* **STUDY QUESTIONS**
1. Please write out the part of the moon and sleep article from "In a new study, researchers" to "periods of time.".
2. According to the moon and sleep article, how many Seattle-area college students had sleep-monitor data analyzed by the team?
3. Summarize the moon and sleep article in two sentences.

* **TEXT SEGMENT**

• • • • • • •

For centuries, humans have blamed the moon for our moods, accidents and even natural disasters.
But new research indicates that our planet’s celestial companion impacts something else entirely — our sleep.
In a new study, researchers found that sleep cycles in people oscillate during the 29.5-day lunar cycle: In the days leading up to a full moon, people go to sleep later in the evening and sleep for shorter periods of time.
They found these variations in both the time of sleep onset and the duration of sleep in urban and rural settings — from Indigenous communities in northern Argentina to college students in Seattle, a city of more than 750,000.
They saw the oscillations regardless of an individual’s access to electricity, though the variations are less pronounced in individuals living in urban environments.
The pattern’s ubiquity may indicate that our natural circadian rhythms are somehow synchronized with — or entrained to — the phases of the lunar cycle.
The research was conducted by scientists at the University of Washington and elsewhere.
In the study, the team used wrist monitors to track sleep patterns among 98 individuals living in three Toba-Qom Indigenous communities in the Argentine province of Formosa.
One rural community had no electricity access, a second rural community had only limited access to electricity — such as a single source of artificial light in dwellings — while a third community was located in an urban setting and had full access to electricity.
For nearly three-quarters of the Toba-Qom participants, researchers collected sleep data for one to two whole lunar cycles.
The team found the participants in all three communities showed the same sleep oscillations as the moon progressed through its 29.5-day cycle.
Depending on the community, the total amount of sleep varied across the lunar cycle by an average of 46 to 58 minutes, and bedtimes seesawed by around 30 minutes.
For all three communities, on average, people had the latest bedtimes and the shortest amount of sleep in the nights three to five days leading up to a full moon.
When they discovered this pattern among the Toba-Qom participants, the team analyzed sleep-monitor data from 464 Seattle-area college students that had been collected for a separate study. They found the same oscillations.
The team confirmed that the evenings leading up to the full moon — when participants slept the least and went to bed the latest — have more natural light available after dusk:
The waxing moon is increasingly brighter as it progresses toward a full moon, and generally rises in the late afternoon or early evening, placing it high in the sky during the evening after sunset.
The latter half of the full moon phase and waning moons also give off significant light, but in the middle of the night, since the moon rises so late in the evening at those points in the lunar cycle.
The researchers hypothesize that the patterns are an innate adaptation that allowed our ancestors to take advantage of this natural source of evening light that occurred at a specific time during the lunar cycle.
One author of the study is UW professor of biology Horacio de la Iglesia.
The study is published in Science Advances.

• • • • • • •

* **PROVIDED INFORMATION**
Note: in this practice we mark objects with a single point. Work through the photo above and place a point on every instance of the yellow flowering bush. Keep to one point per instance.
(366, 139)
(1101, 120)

• • • • • • •

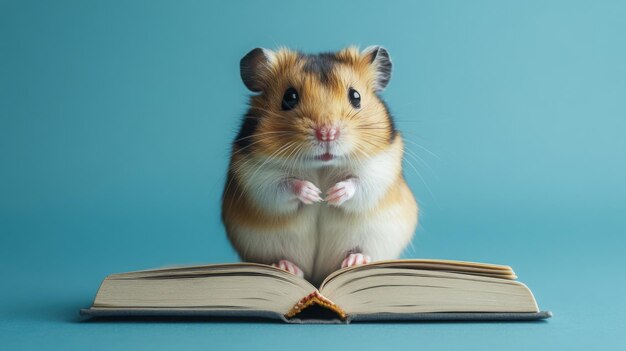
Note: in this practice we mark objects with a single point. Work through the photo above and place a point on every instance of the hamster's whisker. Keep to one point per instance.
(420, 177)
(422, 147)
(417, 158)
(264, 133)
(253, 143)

• • • • • • •

* **ANSWERS**
1.
In a new study, researchers found that sleep cycles in people oscillate during the 29.5-day lunar cycle: In the days leading up to a full moon, people go to sleep later in the evening and sleep for shorter periods of time.

2. 464

3. Researchers tracking sleep in three Toba-Qom communities in Argentina and among Seattle college students found that people went to bed later and slept less in the days leading up to a full moon, whatever their access to electricity. The researchers hypothesize that this pattern is an innate adaptation that let our ancestors use the extra moonlight available after dusk during that part of the lunar cycle.